### Outline labeling records
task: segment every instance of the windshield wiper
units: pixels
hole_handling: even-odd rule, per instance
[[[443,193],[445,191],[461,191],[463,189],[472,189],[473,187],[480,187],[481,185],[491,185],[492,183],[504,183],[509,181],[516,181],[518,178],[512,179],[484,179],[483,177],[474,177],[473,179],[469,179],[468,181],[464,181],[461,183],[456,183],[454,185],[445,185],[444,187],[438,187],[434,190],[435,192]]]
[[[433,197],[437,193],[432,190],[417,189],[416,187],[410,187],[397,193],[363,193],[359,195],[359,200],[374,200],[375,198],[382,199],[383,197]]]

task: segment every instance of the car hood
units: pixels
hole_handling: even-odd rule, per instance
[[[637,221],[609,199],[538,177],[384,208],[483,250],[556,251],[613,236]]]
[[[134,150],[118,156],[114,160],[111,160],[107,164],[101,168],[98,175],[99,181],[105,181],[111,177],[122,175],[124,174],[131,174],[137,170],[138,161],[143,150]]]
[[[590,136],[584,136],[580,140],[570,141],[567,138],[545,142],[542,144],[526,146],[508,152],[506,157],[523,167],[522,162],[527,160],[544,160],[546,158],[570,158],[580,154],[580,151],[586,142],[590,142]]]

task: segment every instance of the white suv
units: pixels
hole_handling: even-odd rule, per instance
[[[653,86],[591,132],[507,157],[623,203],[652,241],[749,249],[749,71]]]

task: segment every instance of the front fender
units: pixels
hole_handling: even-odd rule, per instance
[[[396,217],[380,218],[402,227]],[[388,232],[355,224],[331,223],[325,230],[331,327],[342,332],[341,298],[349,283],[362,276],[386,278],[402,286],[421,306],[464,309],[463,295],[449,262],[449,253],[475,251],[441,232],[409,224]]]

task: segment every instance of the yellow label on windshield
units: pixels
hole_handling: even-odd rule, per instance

### Aim of the exercise
Nothing should be left out: return all of the records exactly.

### Solution
task: segment every instance of the windshield wiper
units: pixels
hole_handling: even-odd rule, per instance
[[[443,193],[445,191],[461,191],[463,189],[472,189],[473,187],[480,187],[481,185],[491,185],[492,183],[504,183],[509,181],[516,181],[518,178],[512,179],[484,179],[483,177],[474,177],[473,179],[469,179],[468,181],[464,181],[461,183],[456,183],[454,185],[445,185],[444,187],[438,187],[434,190],[435,192]]]
[[[433,197],[437,193],[432,190],[417,189],[416,187],[410,187],[397,193],[363,193],[359,195],[359,200],[374,200],[375,198],[382,199],[383,197]]]

task: segment every instance of the car hood
units: pixels
hole_handling: even-odd rule, per instance
[[[637,221],[609,199],[538,177],[384,208],[483,250],[556,251],[613,236]]]
[[[134,150],[118,156],[114,160],[111,160],[107,164],[101,168],[98,175],[99,181],[105,181],[111,177],[122,175],[124,174],[131,174],[137,170],[138,161],[143,150]]]
[[[590,136],[584,136],[580,140],[570,141],[567,138],[545,142],[542,144],[526,146],[508,152],[506,157],[523,167],[522,162],[527,160],[544,160],[546,158],[570,158],[580,154],[580,151],[586,142],[590,142]]]

task: segment every instance of the white suv
units: pixels
hole_handling: even-odd rule, per instance
[[[653,86],[591,132],[507,157],[623,203],[652,241],[749,249],[749,71]]]

task: segment every instance of the front fender
units: pixels
hole_handling: even-odd rule, per instance
[[[396,217],[380,218],[402,227]],[[388,232],[355,224],[331,223],[325,230],[331,327],[342,332],[341,298],[349,283],[362,276],[386,278],[402,286],[421,306],[464,309],[463,295],[449,262],[449,253],[475,251],[441,232],[409,224]]]

task: segment every instance of the yellow label on windshield
units: pixels
hole_handling: even-odd rule, per instance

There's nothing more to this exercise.